[Assigned task]
In the records below, find the line that contains "Would you be able to mark the concrete" and the line that contains "Would you be able to mark the parked". Set down exactly those lines and every line between them, and nothing more.

[Records supplied]
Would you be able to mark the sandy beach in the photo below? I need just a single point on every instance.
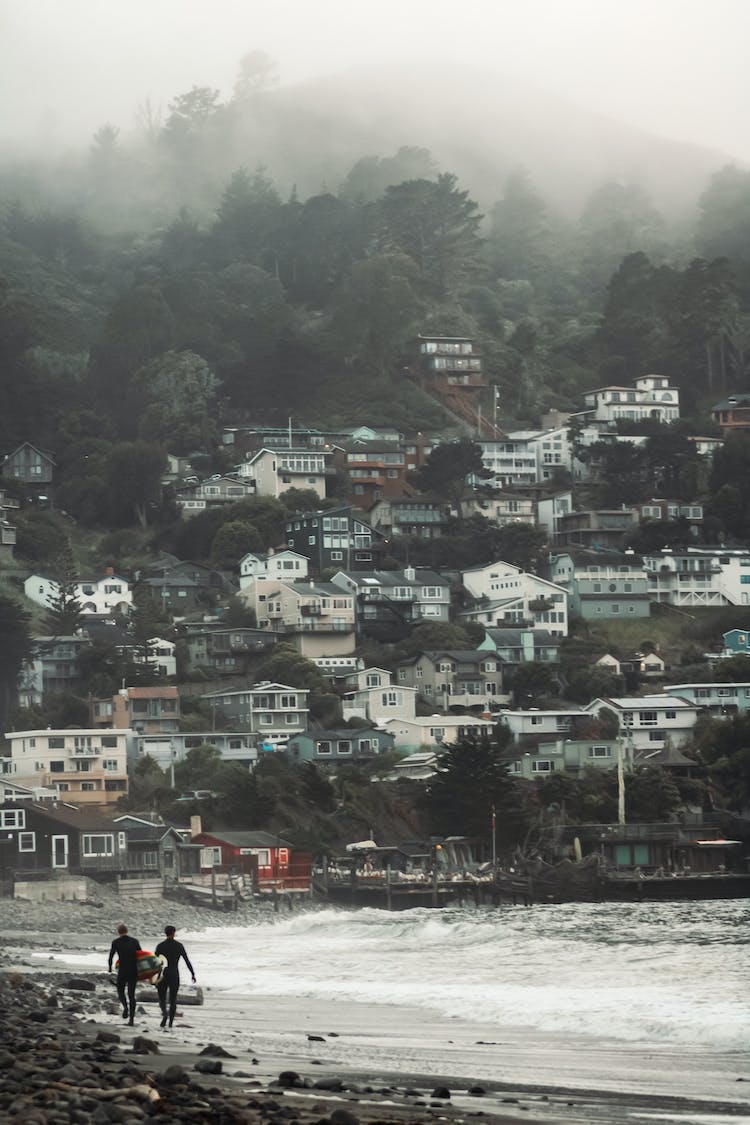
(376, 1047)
==
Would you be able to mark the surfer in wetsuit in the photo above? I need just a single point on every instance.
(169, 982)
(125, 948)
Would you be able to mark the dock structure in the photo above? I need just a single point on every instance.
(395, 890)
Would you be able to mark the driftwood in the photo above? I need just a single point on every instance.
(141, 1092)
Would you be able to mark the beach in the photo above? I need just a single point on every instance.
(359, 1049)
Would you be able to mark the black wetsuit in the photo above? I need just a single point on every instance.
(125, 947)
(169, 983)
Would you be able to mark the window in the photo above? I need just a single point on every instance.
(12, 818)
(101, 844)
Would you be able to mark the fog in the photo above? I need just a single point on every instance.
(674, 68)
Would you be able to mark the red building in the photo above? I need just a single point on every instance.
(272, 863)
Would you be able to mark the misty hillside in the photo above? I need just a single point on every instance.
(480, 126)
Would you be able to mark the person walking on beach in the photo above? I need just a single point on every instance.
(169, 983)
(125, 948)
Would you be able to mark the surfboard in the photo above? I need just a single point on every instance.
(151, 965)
---
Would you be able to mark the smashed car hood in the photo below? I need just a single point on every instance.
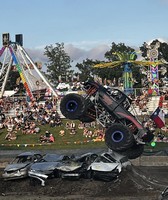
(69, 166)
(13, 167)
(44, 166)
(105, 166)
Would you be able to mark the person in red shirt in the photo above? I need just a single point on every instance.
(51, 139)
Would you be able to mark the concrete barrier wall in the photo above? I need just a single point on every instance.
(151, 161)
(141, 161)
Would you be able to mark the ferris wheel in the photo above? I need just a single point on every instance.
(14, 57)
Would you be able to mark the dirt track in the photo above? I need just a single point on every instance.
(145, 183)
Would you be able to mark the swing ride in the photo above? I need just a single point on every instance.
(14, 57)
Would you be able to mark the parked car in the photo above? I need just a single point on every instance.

[Result]
Would you be able to mark the concrete barrier wall in the photo above? I need just a single point on every instance.
(151, 161)
(141, 161)
Would you be able to mark the ferris wheel in the photo above? I need just a single point on every instance.
(14, 57)
Would you be able to mark the dirt track in the photo above? I need just a single point on every instance.
(145, 183)
Would you be able to mark the swing ride in the photo above? I need just a single point on every instance.
(14, 57)
Would you be able to mark the parked car in the photo above? I need just a single point on every instance.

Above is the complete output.